__What the exercise asks__.
List every line in the entries below that contains the word "path".

(begin)

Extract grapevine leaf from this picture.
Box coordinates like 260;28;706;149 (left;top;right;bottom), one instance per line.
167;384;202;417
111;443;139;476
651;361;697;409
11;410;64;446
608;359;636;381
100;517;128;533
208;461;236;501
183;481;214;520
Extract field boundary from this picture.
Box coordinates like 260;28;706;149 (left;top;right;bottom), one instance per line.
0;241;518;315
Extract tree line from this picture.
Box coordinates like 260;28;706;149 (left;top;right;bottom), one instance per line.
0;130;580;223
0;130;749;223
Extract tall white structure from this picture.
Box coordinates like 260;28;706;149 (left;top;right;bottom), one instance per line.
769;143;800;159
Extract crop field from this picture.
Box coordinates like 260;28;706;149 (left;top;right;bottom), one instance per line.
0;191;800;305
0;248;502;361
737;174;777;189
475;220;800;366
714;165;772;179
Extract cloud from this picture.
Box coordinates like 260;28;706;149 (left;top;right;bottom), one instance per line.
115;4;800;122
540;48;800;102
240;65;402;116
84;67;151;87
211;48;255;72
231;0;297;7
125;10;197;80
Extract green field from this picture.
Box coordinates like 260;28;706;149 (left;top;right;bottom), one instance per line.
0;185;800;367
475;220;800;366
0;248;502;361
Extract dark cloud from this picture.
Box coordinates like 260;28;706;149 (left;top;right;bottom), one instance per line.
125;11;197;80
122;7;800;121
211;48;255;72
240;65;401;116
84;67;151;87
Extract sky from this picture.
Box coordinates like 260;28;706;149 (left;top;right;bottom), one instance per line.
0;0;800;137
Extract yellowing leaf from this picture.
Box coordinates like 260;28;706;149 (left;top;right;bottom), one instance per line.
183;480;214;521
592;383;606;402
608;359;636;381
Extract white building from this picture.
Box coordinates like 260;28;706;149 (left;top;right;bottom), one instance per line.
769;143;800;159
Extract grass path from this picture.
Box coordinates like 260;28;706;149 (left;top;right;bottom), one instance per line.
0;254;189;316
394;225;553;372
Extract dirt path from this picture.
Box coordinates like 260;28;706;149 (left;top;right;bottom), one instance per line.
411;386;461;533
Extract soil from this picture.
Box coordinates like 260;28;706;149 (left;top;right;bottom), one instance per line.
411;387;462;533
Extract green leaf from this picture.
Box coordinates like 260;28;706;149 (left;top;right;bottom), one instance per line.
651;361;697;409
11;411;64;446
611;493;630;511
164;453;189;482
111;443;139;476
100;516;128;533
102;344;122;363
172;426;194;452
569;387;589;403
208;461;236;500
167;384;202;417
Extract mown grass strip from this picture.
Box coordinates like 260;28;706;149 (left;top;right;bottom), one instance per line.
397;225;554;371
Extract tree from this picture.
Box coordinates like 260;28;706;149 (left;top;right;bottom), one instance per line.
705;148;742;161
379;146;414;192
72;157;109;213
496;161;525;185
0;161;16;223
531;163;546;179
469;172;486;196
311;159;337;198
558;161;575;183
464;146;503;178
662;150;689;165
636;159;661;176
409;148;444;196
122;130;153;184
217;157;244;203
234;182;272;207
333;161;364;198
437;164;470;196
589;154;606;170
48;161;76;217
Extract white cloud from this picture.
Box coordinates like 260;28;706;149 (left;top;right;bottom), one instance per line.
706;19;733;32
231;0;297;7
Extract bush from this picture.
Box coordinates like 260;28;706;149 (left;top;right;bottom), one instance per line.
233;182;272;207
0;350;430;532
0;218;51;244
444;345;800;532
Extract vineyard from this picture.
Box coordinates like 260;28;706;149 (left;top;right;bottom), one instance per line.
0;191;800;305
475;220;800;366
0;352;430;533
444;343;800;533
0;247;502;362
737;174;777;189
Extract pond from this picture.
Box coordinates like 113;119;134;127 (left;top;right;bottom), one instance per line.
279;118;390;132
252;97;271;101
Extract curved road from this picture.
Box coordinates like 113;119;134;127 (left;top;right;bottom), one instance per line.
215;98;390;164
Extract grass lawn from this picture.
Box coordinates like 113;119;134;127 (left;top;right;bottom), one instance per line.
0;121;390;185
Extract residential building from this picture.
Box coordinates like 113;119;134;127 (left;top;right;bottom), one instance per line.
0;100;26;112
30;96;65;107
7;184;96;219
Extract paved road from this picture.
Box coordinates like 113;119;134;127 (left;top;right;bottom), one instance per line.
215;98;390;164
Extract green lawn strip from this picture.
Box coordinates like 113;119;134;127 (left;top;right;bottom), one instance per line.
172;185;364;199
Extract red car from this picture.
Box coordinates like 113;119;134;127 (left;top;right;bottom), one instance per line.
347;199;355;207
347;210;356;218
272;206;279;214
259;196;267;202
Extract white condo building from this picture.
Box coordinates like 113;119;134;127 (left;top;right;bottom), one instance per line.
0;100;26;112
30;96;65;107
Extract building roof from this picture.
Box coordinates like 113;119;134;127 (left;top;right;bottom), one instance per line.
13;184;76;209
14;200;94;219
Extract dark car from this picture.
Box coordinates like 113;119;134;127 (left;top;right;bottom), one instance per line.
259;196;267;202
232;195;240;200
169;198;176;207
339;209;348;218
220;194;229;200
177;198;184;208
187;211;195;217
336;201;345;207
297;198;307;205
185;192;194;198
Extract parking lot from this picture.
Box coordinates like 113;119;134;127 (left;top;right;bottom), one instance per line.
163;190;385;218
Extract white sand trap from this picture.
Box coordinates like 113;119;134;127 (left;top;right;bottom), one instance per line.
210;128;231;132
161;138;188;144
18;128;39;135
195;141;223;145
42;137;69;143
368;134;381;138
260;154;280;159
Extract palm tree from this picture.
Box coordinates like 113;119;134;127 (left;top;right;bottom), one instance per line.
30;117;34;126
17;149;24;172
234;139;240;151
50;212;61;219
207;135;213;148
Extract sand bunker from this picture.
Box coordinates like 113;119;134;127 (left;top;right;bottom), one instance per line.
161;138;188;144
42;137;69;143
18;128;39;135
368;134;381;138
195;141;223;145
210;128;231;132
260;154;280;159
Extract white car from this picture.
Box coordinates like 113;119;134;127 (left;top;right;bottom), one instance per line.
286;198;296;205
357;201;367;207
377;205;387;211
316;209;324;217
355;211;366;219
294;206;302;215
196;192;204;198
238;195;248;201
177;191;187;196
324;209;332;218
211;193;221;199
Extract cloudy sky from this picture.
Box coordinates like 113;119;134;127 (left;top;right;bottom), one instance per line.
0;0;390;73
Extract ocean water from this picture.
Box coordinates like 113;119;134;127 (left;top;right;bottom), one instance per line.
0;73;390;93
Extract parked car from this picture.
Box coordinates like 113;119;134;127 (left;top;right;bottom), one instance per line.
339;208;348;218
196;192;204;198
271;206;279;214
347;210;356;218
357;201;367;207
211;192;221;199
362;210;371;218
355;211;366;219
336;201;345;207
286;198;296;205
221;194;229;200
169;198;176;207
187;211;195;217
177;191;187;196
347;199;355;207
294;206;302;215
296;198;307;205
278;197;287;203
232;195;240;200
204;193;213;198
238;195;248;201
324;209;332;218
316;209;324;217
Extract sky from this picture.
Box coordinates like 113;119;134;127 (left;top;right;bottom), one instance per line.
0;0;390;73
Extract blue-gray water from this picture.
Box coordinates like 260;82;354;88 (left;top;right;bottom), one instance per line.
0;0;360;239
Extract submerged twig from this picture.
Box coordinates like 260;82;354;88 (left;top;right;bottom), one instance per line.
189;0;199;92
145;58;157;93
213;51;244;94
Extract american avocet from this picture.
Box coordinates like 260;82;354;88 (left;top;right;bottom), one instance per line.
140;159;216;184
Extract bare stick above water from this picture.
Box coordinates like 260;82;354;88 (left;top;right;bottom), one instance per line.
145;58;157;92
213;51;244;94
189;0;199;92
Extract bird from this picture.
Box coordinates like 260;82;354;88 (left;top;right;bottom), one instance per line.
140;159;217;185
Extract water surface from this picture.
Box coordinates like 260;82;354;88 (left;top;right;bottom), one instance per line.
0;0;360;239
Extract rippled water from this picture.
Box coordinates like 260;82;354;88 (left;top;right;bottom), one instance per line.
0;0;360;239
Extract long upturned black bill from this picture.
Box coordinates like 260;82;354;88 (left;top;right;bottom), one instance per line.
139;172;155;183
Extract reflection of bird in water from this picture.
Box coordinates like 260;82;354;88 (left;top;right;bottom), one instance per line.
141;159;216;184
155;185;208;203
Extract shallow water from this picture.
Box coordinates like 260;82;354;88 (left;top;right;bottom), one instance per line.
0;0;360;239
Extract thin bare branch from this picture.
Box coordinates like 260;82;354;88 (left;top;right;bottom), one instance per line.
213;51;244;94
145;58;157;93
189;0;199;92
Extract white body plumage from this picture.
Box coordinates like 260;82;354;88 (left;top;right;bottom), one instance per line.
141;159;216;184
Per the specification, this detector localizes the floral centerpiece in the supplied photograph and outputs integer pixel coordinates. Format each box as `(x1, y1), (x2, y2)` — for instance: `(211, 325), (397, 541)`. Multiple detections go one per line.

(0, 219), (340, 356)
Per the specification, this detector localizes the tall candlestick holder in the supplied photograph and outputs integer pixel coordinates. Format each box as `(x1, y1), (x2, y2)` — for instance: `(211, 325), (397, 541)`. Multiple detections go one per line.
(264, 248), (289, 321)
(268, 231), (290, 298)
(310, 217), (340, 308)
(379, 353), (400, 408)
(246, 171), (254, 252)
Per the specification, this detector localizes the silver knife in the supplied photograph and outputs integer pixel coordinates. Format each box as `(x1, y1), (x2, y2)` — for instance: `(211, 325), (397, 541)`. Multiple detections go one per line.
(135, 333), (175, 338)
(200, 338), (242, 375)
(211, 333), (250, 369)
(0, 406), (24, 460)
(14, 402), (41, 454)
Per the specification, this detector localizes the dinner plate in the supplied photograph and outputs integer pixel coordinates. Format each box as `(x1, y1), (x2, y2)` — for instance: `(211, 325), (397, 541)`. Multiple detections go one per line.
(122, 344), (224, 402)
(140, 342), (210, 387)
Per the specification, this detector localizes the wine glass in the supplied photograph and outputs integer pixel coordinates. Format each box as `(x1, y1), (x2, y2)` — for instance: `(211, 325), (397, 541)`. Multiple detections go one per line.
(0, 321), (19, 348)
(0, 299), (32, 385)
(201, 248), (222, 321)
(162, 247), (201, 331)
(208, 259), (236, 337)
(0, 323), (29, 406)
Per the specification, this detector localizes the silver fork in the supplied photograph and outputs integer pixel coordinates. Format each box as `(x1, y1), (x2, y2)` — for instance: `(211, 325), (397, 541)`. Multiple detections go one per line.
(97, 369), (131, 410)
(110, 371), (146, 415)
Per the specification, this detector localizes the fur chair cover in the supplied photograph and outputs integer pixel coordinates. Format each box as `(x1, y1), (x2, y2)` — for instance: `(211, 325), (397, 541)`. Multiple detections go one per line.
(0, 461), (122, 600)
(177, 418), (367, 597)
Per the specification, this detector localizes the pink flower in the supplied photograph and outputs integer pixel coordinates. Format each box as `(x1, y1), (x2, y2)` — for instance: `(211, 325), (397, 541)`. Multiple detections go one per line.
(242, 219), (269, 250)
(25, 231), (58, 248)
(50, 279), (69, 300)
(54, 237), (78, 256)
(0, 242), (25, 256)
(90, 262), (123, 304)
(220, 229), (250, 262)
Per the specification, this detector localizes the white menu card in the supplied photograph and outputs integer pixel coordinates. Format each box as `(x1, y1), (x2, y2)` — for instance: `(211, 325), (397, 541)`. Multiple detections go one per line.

(end)

__Output for this task__.
Extract grass path from this picture.
Extract dirt path from this picture.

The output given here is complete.